**Gestellte Aufgabe**
Gib sämtliche Einträge unten als Markdown-Tabelle mit den Spalten „Nr“ und „Zeile“ wieder, jede Zeile mit fortlaufender Nummer. Leerzeilen werden ausgelassen.

**Gezeigte Einträge**
==================================================

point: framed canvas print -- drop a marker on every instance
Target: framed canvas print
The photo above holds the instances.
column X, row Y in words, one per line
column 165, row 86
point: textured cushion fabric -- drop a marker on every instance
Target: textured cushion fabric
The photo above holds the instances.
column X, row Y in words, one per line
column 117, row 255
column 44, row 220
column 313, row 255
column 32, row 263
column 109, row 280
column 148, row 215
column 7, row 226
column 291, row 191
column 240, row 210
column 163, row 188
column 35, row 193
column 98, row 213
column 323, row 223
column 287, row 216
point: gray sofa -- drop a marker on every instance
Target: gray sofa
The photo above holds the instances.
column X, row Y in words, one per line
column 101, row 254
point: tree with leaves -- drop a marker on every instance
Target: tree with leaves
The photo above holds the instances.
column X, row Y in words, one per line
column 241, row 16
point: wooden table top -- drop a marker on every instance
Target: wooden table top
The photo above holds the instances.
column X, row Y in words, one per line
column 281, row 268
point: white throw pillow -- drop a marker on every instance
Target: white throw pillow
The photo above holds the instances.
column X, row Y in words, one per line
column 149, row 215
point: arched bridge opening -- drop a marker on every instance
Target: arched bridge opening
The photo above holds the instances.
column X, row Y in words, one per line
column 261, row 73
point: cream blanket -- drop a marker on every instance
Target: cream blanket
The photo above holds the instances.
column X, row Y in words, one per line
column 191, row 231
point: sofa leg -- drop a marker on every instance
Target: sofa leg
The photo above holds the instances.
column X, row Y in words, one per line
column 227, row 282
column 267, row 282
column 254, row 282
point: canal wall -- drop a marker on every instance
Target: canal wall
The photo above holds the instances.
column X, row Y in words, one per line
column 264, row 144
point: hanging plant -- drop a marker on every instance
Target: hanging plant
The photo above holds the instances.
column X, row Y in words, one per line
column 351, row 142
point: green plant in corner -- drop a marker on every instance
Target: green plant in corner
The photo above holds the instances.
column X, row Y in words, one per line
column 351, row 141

==================================================

**Vollständige Antwort**
| Nr | Zeile |
|---|---|
| 1 | point: framed canvas print -- drop a marker on every instance |
| 2 | Target: framed canvas print |
| 3 | The photo above holds the instances. |
| 4 | column X, row Y in words, one per line |
| 5 | column 165, row 86 |
| 6 | point: textured cushion fabric -- drop a marker on every instance |
| 7 | Target: textured cushion fabric |
| 8 | The photo above holds the instances. |
| 9 | column X, row Y in words, one per line |
| 10 | column 117, row 255 |
| 11 | column 44, row 220 |
| 12 | column 313, row 255 |
| 13 | column 32, row 263 |
| 14 | column 109, row 280 |
| 15 | column 148, row 215 |
| 16 | column 7, row 226 |
| 17 | column 291, row 191 |
| 18 | column 240, row 210 |
| 19 | column 163, row 188 |
| 20 | column 35, row 193 |
| 21 | column 98, row 213 |
| 22 | column 323, row 223 |
| 23 | column 287, row 216 |
| 24 | point: gray sofa -- drop a marker on every instance |
| 25 | Target: gray sofa |
| 26 | The photo above holds the instances. |
| 27 | column X, row Y in words, one per line |
| 28 | column 101, row 254 |
| 29 | point: tree with leaves -- drop a marker on every instance |
| 30 | Target: tree with leaves |
| 31 | The photo above holds the instances. |
| 32 | column X, row Y in words, one per line |
| 33 | column 241, row 16 |
| 34 | point: wooden table top -- drop a marker on every instance |
| 35 | Target: wooden table top |
| 36 | The photo above holds the instances. |
| 37 | column X, row Y in words, one per line |
| 38 | column 281, row 268 |
| 39 | point: white throw pillow -- drop a marker on every instance |
| 40 | Target: white throw pillow |
| 41 | The photo above holds the instances. |
| 42 | column X, row Y in words, one per line |
| 43 | column 149, row 215 |
| 44 | point: arched bridge opening -- drop a marker on every instance |
| 45 | Target: arched bridge opening |
| 46 | The photo above holds the instances. |
| 47 | column X, row Y in words, one per line |
| 48 | column 261, row 73 |
| 49 | point: cream blanket -- drop a marker on every instance |
| 50 | Target: cream blanket |
| 51 | The photo above holds the instances. |
| 52 | column X, row Y in words, one per line |
| 53 | column 191, row 231 |
| 54 | point: sofa leg -- drop a marker on every instance |
| 55 | Target: sofa leg |
| 56 | The photo above holds the instances. |
| 57 | column X, row Y in words, one per line |
| 58 | column 227, row 282 |
| 59 | column 267, row 282 |
| 60 | column 254, row 282 |
| 61 | point: canal wall -- drop a marker on every instance |
| 62 | Target: canal wall |
| 63 | The photo above holds the instances. |
| 64 | column X, row Y in words, one per line |
| 65 | column 264, row 144 |
| 66 | point: hanging plant -- drop a marker on every instance |
| 67 | Target: hanging plant |
| 68 | The photo above holds the instances. |
| 69 | column X, row Y in words, one per line |
| 70 | column 351, row 142 |
| 71 | point: green plant in corner -- drop a marker on every instance |
| 72 | Target: green plant in corner |
| 73 | The photo above holds the instances. |
| 74 | column X, row Y in words, one per line |
| 75 | column 351, row 141 |